» SOURCE TEXT
———

I'm going to start off by stating the obvious: I'm not an electrician. I apologize if I'm not using the correct terminology, but I'm learning!

My Story: I mounted my TV on the wall and didn't want any wires hanging down from it so I decided I needed to put in a power jack behind the TV. I've done some research online, talked to an electrician that works at the local Home Depot and purchased all of the necessary tools and equipment. (I understand that this still doesn't qualify me as an electrician, but I would like to learn how to do this.)

I cut a hole in the wall behind my TV where I wanted the power jack and inserted a blue plastic remodel box and ran new 12/2 electrical wire from the remodel box to the attic.

I found a 14/2 electric wire in my attic and traced it back to my breaker box to a 15 amp breaker (It supplies power to the outlets in two bedrooms.) I cut the power to it and spliced it to my new power jack using wire nuts and a covered junction box.

———

» DATA LINES

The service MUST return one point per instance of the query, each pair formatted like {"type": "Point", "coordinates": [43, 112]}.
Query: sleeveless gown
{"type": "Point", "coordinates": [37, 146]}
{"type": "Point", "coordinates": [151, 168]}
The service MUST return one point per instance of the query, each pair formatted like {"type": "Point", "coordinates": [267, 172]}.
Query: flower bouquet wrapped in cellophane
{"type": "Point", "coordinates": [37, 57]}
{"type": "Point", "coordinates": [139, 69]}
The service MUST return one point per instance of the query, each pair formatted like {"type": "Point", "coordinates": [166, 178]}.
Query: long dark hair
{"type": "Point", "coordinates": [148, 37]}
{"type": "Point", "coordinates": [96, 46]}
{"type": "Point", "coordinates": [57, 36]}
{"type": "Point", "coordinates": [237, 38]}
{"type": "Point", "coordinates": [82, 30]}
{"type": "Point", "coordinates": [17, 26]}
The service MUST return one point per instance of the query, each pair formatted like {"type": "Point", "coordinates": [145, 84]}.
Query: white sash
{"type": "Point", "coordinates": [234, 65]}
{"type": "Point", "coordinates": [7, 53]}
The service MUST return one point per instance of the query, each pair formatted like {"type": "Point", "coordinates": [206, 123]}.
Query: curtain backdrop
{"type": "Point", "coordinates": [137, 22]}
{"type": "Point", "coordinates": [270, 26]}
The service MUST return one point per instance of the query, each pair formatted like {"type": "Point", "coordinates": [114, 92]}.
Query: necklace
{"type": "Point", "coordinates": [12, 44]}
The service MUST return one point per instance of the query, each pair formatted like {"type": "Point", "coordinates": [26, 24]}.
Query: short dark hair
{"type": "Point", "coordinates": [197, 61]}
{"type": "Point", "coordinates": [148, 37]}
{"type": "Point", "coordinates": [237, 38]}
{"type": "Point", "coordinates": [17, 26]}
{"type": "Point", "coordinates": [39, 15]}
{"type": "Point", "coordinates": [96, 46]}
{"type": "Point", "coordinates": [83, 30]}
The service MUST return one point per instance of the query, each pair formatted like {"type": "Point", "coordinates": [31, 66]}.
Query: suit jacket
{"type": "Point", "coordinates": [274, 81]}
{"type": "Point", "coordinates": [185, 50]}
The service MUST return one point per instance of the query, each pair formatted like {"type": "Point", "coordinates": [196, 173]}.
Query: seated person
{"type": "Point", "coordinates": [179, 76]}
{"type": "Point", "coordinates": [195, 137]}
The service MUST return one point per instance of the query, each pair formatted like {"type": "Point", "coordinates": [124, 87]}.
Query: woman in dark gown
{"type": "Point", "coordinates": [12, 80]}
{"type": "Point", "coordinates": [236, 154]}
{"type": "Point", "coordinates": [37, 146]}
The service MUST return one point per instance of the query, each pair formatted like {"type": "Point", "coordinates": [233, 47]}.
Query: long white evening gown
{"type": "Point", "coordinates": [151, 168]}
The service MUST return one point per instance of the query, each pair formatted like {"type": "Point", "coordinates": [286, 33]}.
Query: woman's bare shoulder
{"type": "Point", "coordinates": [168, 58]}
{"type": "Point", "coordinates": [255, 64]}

———

» PROBLEMS TO WORK ON
1. Pick out each line of the records that contains the word "gown" and copy those lines.
2. Pick up the account of wiring a power jack behind a wall-mounted TV and continue it past its last sentence.

» PER-TASK OUTPUTS
1.
Query: sleeveless gown
Query: woman in dark gown
Query: long white evening gown

2.
The Issue: After I got everything connected, I went down to the breaker box and noticed that a breaker had tripped that controlled the lights and power in two adjacent bathrooms. I also noticed that once I had all of the breakers on, all of the pre-existing outlets worked but my new one did not.

So I cut the power to the original breaker and thought I'd look at my connections again. When I was making sure there was no power going through the line so I could work on it, I found that it was still hot. So I checked my new outlet again and it read 120v but all of the pre-existing outlets had no power...

Why would 2 breakers control one wire? What am I doing wrong?

Additional Info: My house was built in 2002 and completely professionally remodeled (electric and all) in 2011. Everything meets or exceeds code. When I added my new wire I connected black to black, white to white and ground to ground.

Any help would be greatly appreciated!!!!!!! Thanks!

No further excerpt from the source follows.